◆ Document excerpt:
________________________

On The Beat: Seven, Fifty Three, & Thirty
Written by Alex TeachApril 24, 2009 – 12:06 pm
I had the dream again for the first time in a very, very long time. I’m sitting in a high-backed chair at a long table covered in fine china and rotten food, fruit spoiling to the point that its putrefied liquids are slowly dripping onto the mildewed and soiled lace table cloth below it, and meats falling apart and discoloring with equal vulgarity.
As before, there is only moonlight illuminating this scene from a far window and a faint breeze causing napkins to stir—and the perplexing lack of flies and maggots, given the presence of such rot. And as before, not just rot from the food but from the dozens of dinner guests with me, all dead and in various states of decay, only their eyes uniform in their glossy blackness from lid to lid.
Unlike previous versions however, they aren’t all just staring at me with their dead eyes in complete silence; they are almost imperceptibly moving their heads around in a sort of social discomfort, as if to give me a break from accusing dead stares. I do not sense release from blame, but I do sense a hint of pity and the dream ends as it always does, me awaking bolt upright and sweating with a quick scream, having been unable to do so at the table I pray is only a figment of my imagination.

________________________

(Dataset records on object locations)
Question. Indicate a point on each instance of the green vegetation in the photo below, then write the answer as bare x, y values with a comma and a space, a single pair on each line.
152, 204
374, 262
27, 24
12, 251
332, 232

________________________

◆ Exercise task 1: Retype the column on the recurring dream between "On The Beat: Seven, Fifty" and "with equal vulgarity.", inclusive.
◆ Exercise task 2: Please echo all of the dataset entries line for line, without any changes.
The column and the entries have nothing to do with each other.

◆ Expected answer 1:
On The Beat: Seven, Fifty Three, & Thirty
Written by Alex TeachApril 24, 2009 – 12:06 pm
I had the dream again for the first time in a very, very long time. I’m sitting in a high-backed chair at a long table covered in fine china and rotten food, fruit spoiling to the point that its putrefied liquids are slowly dripping onto the mildewed and soiled lace table cloth below it, and meats falling apart and discoloring with equal vulgarity.

◆ Expected answer 2:
Question. Indicate a point on each instance of the green vegetation in the photo below, then write the answer as bare x, y values with a comma and a space, a single pair on each line.
152, 204
374, 262
27, 24
12, 251
332, 232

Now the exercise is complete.